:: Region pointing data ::
------------
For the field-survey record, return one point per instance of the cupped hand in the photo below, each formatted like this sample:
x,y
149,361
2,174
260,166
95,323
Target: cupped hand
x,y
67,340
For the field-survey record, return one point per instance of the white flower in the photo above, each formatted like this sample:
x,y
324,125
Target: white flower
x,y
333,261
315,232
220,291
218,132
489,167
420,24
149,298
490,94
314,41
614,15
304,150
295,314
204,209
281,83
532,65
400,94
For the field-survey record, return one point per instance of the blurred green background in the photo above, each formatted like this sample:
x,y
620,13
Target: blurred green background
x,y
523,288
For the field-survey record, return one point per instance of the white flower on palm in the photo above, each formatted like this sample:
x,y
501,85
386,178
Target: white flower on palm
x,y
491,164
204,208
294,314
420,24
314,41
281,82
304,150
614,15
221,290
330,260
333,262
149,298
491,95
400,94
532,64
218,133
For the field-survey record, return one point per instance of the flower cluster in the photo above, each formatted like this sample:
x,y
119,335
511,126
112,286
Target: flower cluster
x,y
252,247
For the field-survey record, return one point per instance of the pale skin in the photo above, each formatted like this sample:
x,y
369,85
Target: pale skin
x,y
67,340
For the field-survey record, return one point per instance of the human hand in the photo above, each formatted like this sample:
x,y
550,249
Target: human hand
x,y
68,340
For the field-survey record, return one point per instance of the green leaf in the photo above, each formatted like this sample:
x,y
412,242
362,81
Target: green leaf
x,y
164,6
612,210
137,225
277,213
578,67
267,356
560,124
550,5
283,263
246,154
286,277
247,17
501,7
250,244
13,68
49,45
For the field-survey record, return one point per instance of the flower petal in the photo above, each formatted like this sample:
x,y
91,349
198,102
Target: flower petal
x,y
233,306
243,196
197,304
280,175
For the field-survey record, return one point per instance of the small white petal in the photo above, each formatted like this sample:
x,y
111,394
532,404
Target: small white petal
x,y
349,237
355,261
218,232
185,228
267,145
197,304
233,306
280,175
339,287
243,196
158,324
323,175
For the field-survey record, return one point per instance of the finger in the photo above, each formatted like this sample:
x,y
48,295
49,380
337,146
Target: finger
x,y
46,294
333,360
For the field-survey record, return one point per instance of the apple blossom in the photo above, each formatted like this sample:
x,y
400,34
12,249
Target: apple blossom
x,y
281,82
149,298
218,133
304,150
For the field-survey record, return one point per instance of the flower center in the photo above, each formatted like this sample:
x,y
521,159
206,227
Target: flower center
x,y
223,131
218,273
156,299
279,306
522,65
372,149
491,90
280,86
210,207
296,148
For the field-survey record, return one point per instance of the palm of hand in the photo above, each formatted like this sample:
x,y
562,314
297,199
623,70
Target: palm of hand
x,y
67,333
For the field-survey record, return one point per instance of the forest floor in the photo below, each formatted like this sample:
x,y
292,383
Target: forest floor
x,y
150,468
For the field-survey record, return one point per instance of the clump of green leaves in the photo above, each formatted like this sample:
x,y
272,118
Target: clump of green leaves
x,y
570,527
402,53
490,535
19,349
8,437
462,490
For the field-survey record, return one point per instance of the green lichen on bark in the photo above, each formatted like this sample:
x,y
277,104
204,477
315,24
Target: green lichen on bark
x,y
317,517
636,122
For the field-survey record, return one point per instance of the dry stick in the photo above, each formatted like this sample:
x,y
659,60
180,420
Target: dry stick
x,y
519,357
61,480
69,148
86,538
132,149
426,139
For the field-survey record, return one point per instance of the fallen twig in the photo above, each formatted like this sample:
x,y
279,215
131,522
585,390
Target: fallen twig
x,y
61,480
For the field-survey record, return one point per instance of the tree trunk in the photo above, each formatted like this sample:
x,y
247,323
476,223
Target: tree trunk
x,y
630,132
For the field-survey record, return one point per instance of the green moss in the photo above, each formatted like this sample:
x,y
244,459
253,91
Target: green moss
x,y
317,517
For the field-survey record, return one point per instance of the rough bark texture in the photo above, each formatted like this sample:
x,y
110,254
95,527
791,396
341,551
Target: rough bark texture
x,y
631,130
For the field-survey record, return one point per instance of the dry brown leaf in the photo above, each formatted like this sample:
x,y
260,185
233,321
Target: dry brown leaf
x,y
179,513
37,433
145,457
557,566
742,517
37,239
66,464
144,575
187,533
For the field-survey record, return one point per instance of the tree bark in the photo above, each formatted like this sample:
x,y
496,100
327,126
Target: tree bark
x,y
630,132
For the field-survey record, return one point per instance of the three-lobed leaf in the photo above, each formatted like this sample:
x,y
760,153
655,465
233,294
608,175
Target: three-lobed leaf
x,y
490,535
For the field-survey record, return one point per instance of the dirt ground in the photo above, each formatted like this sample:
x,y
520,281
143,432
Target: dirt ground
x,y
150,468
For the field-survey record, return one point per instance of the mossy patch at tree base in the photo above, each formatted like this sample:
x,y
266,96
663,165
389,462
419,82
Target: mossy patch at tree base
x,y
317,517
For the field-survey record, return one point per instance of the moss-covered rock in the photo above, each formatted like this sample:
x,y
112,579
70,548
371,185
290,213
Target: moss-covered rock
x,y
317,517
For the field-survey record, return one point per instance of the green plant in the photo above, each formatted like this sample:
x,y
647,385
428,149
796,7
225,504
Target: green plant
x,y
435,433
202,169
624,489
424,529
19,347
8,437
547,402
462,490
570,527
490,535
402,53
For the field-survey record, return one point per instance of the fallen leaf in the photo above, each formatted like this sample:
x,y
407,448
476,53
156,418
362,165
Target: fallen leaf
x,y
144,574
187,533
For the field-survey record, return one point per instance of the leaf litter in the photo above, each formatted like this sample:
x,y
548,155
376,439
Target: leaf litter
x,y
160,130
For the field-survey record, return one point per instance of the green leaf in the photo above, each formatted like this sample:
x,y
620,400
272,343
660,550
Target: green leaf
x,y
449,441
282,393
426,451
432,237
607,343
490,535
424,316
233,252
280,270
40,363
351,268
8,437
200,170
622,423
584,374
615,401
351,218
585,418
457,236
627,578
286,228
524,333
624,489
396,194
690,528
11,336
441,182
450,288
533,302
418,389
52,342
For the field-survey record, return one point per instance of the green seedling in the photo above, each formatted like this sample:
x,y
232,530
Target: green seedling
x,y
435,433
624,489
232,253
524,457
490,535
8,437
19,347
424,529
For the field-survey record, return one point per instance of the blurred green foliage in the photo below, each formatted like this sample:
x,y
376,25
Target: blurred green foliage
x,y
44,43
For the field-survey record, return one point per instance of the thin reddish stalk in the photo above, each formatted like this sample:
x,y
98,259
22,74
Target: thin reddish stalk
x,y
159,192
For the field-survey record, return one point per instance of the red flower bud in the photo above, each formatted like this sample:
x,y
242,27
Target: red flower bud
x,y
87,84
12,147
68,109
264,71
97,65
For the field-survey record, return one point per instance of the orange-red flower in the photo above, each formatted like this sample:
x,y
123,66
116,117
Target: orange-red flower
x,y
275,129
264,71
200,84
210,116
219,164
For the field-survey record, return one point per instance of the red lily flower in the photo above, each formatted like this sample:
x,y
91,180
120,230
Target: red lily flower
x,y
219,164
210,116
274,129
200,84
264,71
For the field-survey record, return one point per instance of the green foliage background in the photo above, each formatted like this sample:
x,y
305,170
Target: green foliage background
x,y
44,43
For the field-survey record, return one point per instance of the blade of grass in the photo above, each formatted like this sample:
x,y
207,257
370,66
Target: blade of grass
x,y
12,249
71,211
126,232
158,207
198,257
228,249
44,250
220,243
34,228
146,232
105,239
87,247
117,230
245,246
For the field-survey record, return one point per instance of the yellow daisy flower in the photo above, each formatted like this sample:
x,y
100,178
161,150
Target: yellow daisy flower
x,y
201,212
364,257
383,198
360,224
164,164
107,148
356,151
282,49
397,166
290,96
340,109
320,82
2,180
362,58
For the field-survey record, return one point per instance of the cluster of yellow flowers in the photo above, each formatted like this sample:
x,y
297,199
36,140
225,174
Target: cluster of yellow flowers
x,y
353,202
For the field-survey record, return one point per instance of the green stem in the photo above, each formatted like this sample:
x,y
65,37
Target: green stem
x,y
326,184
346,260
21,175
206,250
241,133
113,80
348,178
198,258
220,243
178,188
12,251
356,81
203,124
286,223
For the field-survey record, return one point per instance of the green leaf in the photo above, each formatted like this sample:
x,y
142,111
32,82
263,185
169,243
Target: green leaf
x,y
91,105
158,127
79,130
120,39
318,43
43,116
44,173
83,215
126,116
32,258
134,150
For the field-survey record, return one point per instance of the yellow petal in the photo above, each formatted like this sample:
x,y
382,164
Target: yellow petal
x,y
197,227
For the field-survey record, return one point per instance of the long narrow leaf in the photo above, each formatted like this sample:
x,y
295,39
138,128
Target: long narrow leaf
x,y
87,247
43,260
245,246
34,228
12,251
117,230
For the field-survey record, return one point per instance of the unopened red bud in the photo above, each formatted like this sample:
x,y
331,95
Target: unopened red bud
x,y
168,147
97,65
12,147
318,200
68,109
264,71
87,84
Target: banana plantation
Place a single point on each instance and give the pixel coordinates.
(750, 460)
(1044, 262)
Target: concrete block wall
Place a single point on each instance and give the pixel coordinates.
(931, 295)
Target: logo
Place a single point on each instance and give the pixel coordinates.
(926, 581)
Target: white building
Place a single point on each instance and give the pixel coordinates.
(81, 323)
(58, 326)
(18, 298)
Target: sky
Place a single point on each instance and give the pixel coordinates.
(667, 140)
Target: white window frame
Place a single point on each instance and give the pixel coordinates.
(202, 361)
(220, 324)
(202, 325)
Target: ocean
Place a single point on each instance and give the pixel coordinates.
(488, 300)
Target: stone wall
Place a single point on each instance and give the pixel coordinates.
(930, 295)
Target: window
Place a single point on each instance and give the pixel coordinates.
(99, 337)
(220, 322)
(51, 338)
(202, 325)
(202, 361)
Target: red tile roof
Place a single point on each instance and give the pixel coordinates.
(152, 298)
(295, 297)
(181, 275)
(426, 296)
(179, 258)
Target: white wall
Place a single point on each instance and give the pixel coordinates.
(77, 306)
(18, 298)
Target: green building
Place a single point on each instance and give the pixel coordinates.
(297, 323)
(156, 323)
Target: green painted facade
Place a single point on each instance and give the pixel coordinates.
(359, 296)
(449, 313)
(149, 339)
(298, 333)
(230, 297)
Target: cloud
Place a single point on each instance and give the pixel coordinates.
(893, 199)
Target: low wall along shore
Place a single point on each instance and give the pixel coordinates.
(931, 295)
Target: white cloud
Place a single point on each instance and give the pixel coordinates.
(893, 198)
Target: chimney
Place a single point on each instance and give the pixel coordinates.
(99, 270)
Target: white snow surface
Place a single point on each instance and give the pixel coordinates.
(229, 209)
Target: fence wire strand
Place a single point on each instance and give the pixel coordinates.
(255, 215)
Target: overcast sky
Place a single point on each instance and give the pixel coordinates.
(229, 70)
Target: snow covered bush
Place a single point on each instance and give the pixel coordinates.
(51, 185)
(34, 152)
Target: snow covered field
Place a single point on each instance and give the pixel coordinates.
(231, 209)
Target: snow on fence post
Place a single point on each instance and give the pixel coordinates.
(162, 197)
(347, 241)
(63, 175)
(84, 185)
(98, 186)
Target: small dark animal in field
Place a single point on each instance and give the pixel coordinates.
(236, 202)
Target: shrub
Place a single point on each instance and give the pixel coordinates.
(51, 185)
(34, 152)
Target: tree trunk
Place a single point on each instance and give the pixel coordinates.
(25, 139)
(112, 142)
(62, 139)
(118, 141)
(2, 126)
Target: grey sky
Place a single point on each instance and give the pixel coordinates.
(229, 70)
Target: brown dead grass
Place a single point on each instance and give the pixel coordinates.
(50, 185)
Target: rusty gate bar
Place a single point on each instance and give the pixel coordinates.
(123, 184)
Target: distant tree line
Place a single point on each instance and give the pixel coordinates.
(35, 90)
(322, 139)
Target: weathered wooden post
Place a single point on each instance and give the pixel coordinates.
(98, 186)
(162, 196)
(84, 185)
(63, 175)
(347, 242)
------------
:: Prompt ::
Using the data above, reproduce exactly the lines between those holding "the flower center" and "the tree trunk", inclusive, and no others.

:: Task output ::
For the field-survey record, return one point per instance of the flower center in the photo above, each formatted like this sample:
x,y
521,159
206,227
Target: flower center
x,y
223,131
218,273
156,299
279,306
522,65
372,149
491,90
280,86
210,207
296,148
For the field-survey record, return one point per instance of the palm of hand in the photo above, each formatted like this sample:
x,y
562,314
297,199
623,70
Target: palm of hand
x,y
67,333
For the field-survey record, return one point per instance of the forest floor in the photo below, each formatted like this sample:
x,y
292,383
Target: forest floor
x,y
150,468
For the field-survey record, return one point per instance of the clump of green leaves in the photo above, each formatted like this sample:
x,y
272,118
Target: clump of green leaves
x,y
570,527
402,53
490,535
19,349
8,437
462,490
For the field-survey record, return one point per instance of the green lichen on bark in the photo above, each formatted like this sample:
x,y
277,104
204,477
315,24
Target: green lichen on bark
x,y
317,517
636,122
For the field-survey record, return one point per instance of the dry stick in the photo above, each formatted like this sample:
x,y
659,60
180,420
Target: dry stick
x,y
519,357
61,480
69,148
86,538
132,149
426,139
For the field-survey record, return one point per instance of the fallen twig in the photo above, each formatted like this sample:
x,y
279,215
131,522
585,390
Target: fallen twig
x,y
61,480
For the field-survey record, return one point per instance of the tree trunk in the photo above, each formatted like this sample:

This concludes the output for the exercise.